* **Selected excerpt**:
=== Section Start ===

A drug more commonly used in the treatment of angina could be the focus of a new strategy in fighting the fatal fungal infection cryptococcosis. Researchers from the University of Birmingham found that the compound fendiline hydrochloride could be used to stimulate a patient’s own white blood cells to fight the disease more effectively, instead of trying to use drugs that directly kill the fungus itself.
The findings, published in the International Journal of Antimicrobial Agents, propose a role for calcium-channel blockers such as fendiline hydrochloride as potential inhibitors to the survival of Cryptococcus neoformans, the pathogen which causes cryptococcosis, and represent a promising strategy for future anticryptococcal drug design and therapy.
Professor Robin May, from the University of Birmingham, explained, “Fungi are intrinsically more difficult to target than bacteria, because they are much more closely related, evolutionarily, to humans. Finding an essential pathway in a fungus that you could inhibit, which doesn’t exist in humans, is very difficult. Therefore the approach of stimulating your own immune system to kill the fungus, instead of killing it directly through treatment, is potentially more powerful.”
In order to cause disease, Cryptococcus neoformans hides inside the patient’s own white blood cells, making it particularly difficult to treat. In the Birmingham Drug Discovery facility, the team screened 1,200 off-patent, FDA-approved, drugs to identify candidates that might be redeployed to fight cryptococcosis by triggering the white blood cells to recognize that they are infected and to kill the fungus hiding inside them.
After initial screening, 19 of those compounds in the Prestwick Chemical Library® of FDA-approved small molecules showed promise for significantly reducing intracellular growth of the pathogen.

=== Section End ===

* **Questions to answer**:
1. Summarize the article on fendiline and cryptococcosis in two sentences.
2. Carry on the article on fendiline and cryptococcosis from the point where it stops.

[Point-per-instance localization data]

=== Section Start ===

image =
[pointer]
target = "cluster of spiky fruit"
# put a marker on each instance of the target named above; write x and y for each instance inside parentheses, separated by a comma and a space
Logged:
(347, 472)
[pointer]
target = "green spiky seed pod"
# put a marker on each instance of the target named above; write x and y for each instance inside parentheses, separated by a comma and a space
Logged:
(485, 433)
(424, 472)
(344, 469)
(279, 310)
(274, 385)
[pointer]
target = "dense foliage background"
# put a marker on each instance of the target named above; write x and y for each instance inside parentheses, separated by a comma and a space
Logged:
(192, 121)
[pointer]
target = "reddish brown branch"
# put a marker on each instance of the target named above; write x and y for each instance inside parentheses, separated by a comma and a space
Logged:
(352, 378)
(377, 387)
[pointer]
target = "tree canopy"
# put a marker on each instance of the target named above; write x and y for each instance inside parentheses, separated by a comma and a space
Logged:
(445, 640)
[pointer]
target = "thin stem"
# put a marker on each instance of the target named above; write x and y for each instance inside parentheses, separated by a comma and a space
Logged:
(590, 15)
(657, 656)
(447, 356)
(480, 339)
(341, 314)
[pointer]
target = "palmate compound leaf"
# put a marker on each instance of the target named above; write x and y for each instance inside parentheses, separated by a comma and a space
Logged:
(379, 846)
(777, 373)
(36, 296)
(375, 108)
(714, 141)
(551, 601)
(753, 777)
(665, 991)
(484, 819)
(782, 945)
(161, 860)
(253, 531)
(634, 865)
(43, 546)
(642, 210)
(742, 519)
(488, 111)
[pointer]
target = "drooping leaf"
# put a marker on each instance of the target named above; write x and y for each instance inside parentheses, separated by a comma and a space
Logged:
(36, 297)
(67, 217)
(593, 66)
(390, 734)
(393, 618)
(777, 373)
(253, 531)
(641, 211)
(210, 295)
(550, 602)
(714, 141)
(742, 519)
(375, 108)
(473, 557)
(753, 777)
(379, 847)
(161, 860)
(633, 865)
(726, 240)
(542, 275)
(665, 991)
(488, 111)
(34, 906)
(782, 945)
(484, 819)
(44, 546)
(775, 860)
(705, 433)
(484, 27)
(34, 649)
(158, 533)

=== Section End ===

* **Per-task answers**:
1. Researchers at the University of Birmingham found that fendiline hydrochloride, a drug more commonly used to treat angina, could stimulate a patient's own white blood cells to fight the fatal fungal infection cryptococcosis more effectively. After screening 1,200 off-patent, FDA-approved drugs, the team found 19 compounds that showed promise for significantly reducing intracellular growth of Cryptococcus neoformans, the pathogen that causes the disease by hiding inside white blood cells.

2.
Secondary screening and host cell toxicity assays ruled out many of these molecules, but highlighted fendiline hydrochloride, more commonly used in the treatment of angina and chest pain, as a potential candidate for the development of future anti-cryptococcal therapies.
May said, “Although calcium channel blockers have not previously been identified as a potential anticryptococcal agent, their ability to work in this way makes sense. We have previously shown that Cryptococcus perturbs calcium signaling when living inside human cells, probably in order to trick the cell into not killing it. Consequently, it’s possible that fendiline hydrochloride works by overcoming this perturbation and restoring normal calcium dynamics, helping the host to kill the fungus.
Cryptococcosis neoformans poses a major threat to immuno-compromised patients and is a leading killer of HIV patients worldwide.
HIV/AIDS patients are particularly prone to cryptococcal infections, with an estimated overwhelming disease burden of about one million cases of cryptococcal meningitis per year. The highest incidence of cryptococcal meningitis related deaths in HIV-positive patients occurs in sub-Saharan Africa with an associated mortality of 70 percent.
The infection process begins with inhalation of infectious agents (spores or dessicated yeasts) resulting in a primary pulmonary infection, which can further disseminate to the central nervous system causing meningitis.
Cryptococci are particularly difficult to treat with antifungal agents due to their ability to manipulate and exist within the host’s immune response.
Dr. Rebecca Hall, also from the University of Birmingham, added, “Considering the poor status of current anti-cryptococcal drugs, new treatment options for cryptococcosis are much needed.”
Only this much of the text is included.